A dor nas costas, também chamada de lombalgia, é um sintoma muito comum e geralmente autolimitado. As estatísticas apontam que até 84% dos adultos apresentarão dor lombar em algum momento de suas vidas (1). Poucas pessoas apresentarão essa dor por período maior que 4 semanas, chamada dor sub-aguda e correrão o risco de apresentar dor sustentada por 3 meses ou mais, chamada dor crônica.  A lombalgia é um problema de saúde pública (2) e é causa frequente de afastamento do trabalho. Um estudo apontou que 26,4% das pessoas relataram a ocorrência de dor lombar com duração de pelo menos um dia nos últimos 3 meses (3).

A dor lombar é muito comum e geralmente autolimitada. A grande maioria melhora em até 4 semanas independentemente do tratamento realizado.

O impacto econômico da dor lombar crônica é grande, chegando a gastos de 102 bilhões de dólares no ano de 2005 (4). O grande aumento de gastos financeiros com dor lombar crônica ocorrido de 1997 para 2005 não significou melhora e ganhos em saúde dos pacientes (4), sugerindo que possa estar ocorrendo um exagero no grau de intervenção e investigações nesses pacientes .

Não é incomum pacientes com quadros agudos de dor nas costas, sem sinais de alarme, procurarem auxílio médico não para receber orientação e tratamento adequado, mas para receberem um pedido de investigação com ressonância magnética da coluna ou outros exames.  Isso não só não é indicado, como pode se tornar um perigo para o próprio paciente, que pode ter um diagnóstico equivocado e ser submetido a um tratamento errado. O décimo princípio da Slow Medicine  nos fala do uso parcimonioso da tecnologia, e afirma que a tecnologia deve servir ao homem, que as novas tecnologias devem cumprir seus objetivos de auxiliar a pessoa no autocuidado e auxiliar o médico a tomar as melhores decisões para seu paciente, buscando primordialmente a melhora da qualidade de vida

Quais são os verdadeiros alarmes que justificam a investigação com exames complementares na lombalgia? São as chamadas bandeiras vermelhas (red flags):

  1. Ocorrência de déficit neurológico
  2. Histórico de neoplasia
  3. Doenças associadas como osteoporose, doenças reumatológicas ou imunodepressão
  4. Dor nos extremos de idade (crianças ou início da dor em idosos)

Instrução de trabalho 1: Indique se cada afirmação abaixo está de acordo com o trecho sobre a dor lombar, respondendo sim ou não e citando literalmente as palavras do trecho que decidem a questão: (a) até 84% dos adultos terão dor lombar em algum momento da vida; (b) o aumento de gastos com dor lombar crônica entre 1997 e 2005 resultou em melhora da saúde dos pacientes; (c) a maioria dos casos de dor lombar melhora em até 4 semanas somente quando se realiza um tratamento específico.
Instrução de trabalho 2: Continue o trecho sobre a dor lombar a partir do ponto em que ele termina.

Dados fornecidos:
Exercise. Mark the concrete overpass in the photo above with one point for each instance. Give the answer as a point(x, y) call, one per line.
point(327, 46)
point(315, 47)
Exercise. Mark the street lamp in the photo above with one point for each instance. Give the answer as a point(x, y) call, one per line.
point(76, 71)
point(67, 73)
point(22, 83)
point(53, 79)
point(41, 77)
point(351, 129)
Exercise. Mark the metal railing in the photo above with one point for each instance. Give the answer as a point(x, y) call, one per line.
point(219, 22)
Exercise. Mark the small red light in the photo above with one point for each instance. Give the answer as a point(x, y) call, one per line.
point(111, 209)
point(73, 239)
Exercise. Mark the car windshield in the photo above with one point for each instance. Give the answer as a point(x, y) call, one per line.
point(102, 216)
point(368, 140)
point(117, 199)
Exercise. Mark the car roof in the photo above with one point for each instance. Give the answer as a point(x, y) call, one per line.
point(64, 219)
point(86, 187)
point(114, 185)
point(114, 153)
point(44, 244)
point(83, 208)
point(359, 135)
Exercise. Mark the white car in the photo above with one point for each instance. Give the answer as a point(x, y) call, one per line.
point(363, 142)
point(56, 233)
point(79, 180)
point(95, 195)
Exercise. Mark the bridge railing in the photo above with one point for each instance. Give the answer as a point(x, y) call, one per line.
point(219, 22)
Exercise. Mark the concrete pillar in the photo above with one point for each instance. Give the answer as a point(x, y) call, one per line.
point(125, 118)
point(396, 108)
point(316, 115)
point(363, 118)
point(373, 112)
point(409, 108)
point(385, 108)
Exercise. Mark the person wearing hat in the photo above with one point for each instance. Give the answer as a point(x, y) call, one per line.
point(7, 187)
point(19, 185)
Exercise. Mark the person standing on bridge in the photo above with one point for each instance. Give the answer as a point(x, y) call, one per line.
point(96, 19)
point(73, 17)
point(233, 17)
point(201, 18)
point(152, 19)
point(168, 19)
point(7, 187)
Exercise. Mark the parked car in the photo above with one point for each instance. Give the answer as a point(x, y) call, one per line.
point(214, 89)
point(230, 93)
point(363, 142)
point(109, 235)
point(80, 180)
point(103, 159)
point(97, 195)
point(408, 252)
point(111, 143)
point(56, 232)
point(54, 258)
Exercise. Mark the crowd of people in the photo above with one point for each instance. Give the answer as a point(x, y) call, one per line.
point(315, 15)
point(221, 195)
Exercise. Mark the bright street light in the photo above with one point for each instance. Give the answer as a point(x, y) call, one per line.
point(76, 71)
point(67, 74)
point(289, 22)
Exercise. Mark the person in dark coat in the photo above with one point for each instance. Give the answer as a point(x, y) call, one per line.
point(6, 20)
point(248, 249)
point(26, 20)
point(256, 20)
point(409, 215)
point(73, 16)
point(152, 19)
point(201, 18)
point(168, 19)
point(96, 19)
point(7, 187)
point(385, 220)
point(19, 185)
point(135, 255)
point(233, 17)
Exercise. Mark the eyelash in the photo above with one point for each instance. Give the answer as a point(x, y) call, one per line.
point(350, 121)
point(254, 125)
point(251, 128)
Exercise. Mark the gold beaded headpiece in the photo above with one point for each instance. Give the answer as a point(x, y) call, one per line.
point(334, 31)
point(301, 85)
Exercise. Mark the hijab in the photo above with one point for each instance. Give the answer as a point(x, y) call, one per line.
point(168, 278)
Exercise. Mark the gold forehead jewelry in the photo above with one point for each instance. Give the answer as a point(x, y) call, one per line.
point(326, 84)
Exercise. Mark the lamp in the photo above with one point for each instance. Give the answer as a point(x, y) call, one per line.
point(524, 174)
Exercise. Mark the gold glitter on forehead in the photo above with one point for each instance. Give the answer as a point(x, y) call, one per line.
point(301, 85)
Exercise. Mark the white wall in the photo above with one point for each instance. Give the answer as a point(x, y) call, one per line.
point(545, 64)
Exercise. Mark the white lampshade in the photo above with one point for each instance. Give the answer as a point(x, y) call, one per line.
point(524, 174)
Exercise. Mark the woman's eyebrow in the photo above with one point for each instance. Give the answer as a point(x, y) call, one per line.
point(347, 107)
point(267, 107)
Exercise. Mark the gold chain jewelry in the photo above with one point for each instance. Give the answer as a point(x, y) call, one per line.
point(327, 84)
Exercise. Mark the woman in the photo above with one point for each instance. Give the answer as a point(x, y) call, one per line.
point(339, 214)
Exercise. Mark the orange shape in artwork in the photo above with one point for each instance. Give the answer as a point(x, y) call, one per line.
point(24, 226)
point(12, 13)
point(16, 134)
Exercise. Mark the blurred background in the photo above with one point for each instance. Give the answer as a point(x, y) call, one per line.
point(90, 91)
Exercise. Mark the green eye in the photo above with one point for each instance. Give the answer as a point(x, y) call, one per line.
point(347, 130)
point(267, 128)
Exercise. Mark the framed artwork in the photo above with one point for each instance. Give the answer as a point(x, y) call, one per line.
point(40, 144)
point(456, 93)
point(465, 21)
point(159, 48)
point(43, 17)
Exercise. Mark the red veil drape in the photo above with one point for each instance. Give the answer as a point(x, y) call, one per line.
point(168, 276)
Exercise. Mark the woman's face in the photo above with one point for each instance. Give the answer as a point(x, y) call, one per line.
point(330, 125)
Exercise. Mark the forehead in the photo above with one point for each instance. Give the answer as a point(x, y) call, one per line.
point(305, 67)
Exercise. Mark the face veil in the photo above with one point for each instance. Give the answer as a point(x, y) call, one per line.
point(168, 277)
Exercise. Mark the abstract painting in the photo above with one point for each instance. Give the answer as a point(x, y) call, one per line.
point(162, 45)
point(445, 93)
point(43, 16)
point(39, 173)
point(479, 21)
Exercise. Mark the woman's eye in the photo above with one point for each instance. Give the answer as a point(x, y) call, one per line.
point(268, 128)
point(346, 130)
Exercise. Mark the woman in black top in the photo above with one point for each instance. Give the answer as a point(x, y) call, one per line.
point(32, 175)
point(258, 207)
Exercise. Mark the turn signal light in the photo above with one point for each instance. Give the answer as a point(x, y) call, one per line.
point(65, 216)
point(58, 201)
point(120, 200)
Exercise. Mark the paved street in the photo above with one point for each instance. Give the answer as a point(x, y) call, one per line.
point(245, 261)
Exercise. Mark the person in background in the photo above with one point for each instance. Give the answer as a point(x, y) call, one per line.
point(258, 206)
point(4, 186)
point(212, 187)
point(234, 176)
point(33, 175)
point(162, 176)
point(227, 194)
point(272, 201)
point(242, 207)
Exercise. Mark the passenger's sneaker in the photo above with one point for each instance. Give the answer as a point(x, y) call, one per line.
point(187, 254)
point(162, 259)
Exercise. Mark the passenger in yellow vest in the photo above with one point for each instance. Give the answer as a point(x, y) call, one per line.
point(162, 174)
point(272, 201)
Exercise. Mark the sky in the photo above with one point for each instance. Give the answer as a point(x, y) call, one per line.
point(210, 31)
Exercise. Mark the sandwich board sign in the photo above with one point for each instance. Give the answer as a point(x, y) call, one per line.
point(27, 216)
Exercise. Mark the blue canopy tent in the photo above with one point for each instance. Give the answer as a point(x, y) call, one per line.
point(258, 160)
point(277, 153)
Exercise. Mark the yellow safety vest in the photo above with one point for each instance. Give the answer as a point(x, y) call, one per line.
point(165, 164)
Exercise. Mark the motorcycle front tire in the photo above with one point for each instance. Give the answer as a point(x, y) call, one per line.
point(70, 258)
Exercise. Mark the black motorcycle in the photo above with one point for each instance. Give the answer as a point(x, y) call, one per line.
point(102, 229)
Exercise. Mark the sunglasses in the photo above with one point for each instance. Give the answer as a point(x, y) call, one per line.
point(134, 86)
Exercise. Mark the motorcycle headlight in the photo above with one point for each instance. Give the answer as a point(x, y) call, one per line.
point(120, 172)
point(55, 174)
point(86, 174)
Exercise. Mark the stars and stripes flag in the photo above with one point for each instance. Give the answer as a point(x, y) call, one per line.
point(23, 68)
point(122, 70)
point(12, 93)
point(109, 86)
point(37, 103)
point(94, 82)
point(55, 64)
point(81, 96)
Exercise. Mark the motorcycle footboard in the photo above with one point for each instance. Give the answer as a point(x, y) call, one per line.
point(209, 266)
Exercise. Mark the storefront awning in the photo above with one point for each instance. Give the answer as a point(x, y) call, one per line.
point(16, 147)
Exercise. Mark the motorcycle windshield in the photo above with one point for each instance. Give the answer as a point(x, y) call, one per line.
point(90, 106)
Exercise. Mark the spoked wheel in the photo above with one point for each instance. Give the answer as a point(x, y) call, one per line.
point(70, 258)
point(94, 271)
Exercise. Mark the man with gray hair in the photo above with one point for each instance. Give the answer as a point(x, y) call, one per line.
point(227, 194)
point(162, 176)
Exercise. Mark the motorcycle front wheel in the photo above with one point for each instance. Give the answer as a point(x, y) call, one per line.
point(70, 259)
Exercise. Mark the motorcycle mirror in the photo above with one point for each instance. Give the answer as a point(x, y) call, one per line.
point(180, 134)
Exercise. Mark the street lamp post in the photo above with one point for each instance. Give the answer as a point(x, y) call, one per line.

Resposta 1:
(a) Sim: "até 84% dos adultos apresentarão dor lombar em algum momento de suas vidas".
(b) Não: "não significou melhora e ganhos em saúde dos pacientes".
(c) Não: "A grande maioria melhora em até 4 semanas independentemente do tratamento realizado".

Resposta 2:
  5. História de traumatismo
  6. Febre não justificada
  7. Ocorrência de deformidade
  8. Falha de melhora da dor após tratamento intensivo por 4 semanas

Um paciente com dor lombar na presença de bandeiras vermelhas deverá ser investigado com cautela e exame de imagem, dado maior risco de um dano estrutural na coluna ser a causa da dor, podendo necessitar de um tratamento específico.

Fazer um exame de imagem na coluna de uma pessoa sem indicação pode gerar um problema, já que as alterações degenerativas na coluna em pessoas assintomáticas são muito prevalentes (5). Uma vez que a pessoa correlaciona sua dor com uma hérnia de disco, por exemplo, a queixa passa não mais a ser: “ai minhas costas” e passa a ser “ai a minha hérnia de disco”. Essa relação nem sempre está correta, pelo contrário, geralmente está incorreta. O exame de imagem em dor lombar aguda sem a presença das bandeiras vermelhas não muda o tratamento e nem o tempo para recuperação dos sintomas.

Está contraindicada a realização de investigação com exames de imagem em casos de lombalgia aguda sem presença de bandeiras vermelhas.

A correlação da alteração encontrada no exame de imagem com o sintoma do paciente é muito baixa (5,6). Entende-se que pacientes sem alterações significativas podem ter dor intensa e pacientes com hérnias de disco múltiplas podem não ter qualquer sintoma.

Deve-se evitar a realização de exame de imagem em pacientes com dor lombar na emergência, a não ser que o paciente apresente história de traumatismo, suspeita de infecção vertebral, déficit neurológico agudo ou metástase em coluna vertebral (7,8).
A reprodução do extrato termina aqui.